Find every line in the records below that contains "clicks", and copy it.

---------- RECORDS SUPPLIED

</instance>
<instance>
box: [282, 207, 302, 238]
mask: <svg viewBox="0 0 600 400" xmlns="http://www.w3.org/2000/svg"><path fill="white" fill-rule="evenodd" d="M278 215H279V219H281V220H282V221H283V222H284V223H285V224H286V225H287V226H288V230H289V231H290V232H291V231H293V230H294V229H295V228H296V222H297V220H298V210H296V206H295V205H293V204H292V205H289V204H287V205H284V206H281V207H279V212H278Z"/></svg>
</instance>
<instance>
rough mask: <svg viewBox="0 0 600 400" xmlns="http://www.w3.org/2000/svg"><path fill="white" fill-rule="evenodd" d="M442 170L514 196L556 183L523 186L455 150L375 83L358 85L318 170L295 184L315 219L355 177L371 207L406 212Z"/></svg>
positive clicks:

--------------------
---------- RECORDS SUPPLIED

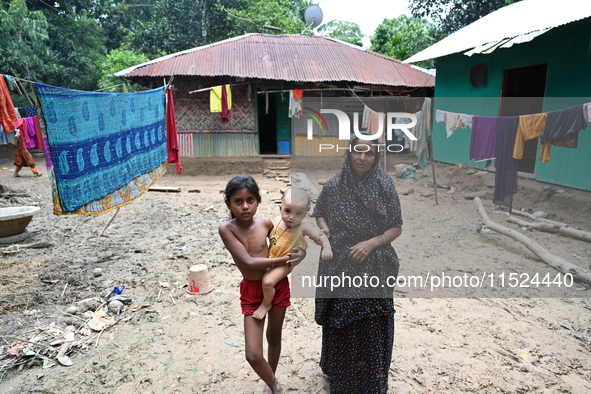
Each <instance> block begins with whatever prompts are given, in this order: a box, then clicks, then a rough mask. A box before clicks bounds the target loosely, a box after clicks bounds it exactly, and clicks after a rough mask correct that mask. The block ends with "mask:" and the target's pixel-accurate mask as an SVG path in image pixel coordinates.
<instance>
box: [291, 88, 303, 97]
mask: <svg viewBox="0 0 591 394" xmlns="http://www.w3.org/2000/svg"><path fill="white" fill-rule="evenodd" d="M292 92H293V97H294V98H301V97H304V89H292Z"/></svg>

--------------------

* [WORKED SOLUTION]:
positive clicks:
Each <instance> block begins with whatever prompts are given, in this order: a box, then clicks, then a rough mask. A box before clicks bounds the target loosely, a box after clicks bounds it exactly, and clicks after a rough mask correct that mask. The block ends with "mask:" and the target's pixel-accurate mask as an SVG path in image pixel coordinates.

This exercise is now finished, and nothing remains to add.